Passage provided
════════════════════
Reputation: 571
So I have 5 tables as follows :
CREATE TABLE student (
id serial PRIMARY KEY,
name varchar(255) NOT NULL
-- other columns, constraints, etc...
);
CREATE TABLE teacher (
id serial PRIMARY KEY,
name varchar(255) NOT NULL
-- other columns, constraints, etc...
);
CREATE TABLE course(
id serial PRIMARY KEY,
name varchar(255) NOT NULL
-- other columns, constraints, etc...
);
CREATE TABLE student_course (
student_id integer NOT NULL REFERENCES student(id),
course_id integer NOT NULL REFERENCES course(id)
);
CREATE TABLE teacher_course (
teacher_id integer NOT NULL REFERENCES teacher(id),
course_id integer NOT NULL REFERENCES course(id)
);
and I want to query which student study what course with which teacher.
SELECT s.name, c.name, t.name
FROM student s
JOIN student_course sc ON s.id = sc.student_id
JOIN course c ON sc.course_id = c.id
JOIN teacher_course tc ON c.id = tc.course.id
JOIN teacher t ON tc.teacher_id = t.id
but the result is not what i intended. like 1 student studies one subject with 2 different teachers. It's not the input problem, cos i check and there's no duplicate input in both teacher_course, and student_course. So i think the problem is with my query. Can someone tell me where i went wrong?
════════════════════
Raw data

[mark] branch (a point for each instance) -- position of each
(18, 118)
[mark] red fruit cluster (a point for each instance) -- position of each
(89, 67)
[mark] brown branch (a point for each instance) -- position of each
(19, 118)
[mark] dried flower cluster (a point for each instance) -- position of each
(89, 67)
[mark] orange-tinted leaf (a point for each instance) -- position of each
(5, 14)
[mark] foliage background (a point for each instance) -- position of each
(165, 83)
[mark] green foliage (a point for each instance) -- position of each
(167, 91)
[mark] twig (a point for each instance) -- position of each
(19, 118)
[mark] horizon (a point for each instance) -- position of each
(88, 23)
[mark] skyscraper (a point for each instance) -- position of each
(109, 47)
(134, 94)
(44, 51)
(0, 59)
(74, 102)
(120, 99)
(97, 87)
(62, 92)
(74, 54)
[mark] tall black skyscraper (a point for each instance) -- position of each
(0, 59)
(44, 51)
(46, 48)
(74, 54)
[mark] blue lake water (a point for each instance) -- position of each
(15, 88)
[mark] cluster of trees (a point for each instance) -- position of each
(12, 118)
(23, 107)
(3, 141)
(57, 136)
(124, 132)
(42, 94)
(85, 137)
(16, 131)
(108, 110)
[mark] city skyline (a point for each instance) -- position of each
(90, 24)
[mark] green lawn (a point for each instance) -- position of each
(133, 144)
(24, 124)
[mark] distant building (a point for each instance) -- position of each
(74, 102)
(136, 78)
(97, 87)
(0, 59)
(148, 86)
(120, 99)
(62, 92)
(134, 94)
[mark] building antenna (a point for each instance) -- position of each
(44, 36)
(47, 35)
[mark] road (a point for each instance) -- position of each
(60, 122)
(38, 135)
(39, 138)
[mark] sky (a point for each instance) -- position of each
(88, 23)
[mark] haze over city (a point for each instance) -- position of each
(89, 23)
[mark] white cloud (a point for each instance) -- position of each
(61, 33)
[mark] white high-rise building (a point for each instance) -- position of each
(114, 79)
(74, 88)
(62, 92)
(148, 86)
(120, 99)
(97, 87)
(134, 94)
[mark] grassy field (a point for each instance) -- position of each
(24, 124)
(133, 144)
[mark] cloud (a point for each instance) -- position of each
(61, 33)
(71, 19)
════════════════════
Task statement
Return the part of the SQL question starting with "SELECT s.name, c.name, t.name" and going on through "i went wrong?", copied word for word.

Answer to the exercise
SELECT s.name, c.name, t.name
FROM student s
JOIN student_course sc ON s.id = sc.student_id
JOIN course c ON sc.course_id = c.id
JOIN teacher_course tc ON c.id = tc.course.id
JOIN teacher t ON tc.teacher_id = t.id
but the result is not what i intended. like 1 student studies one subject with 2 different teachers. It's not the input problem, cos i check and there's no duplicate input in both teacher_course, and student_course. So i think the problem is with my query. Can someone tell me where i went wrong?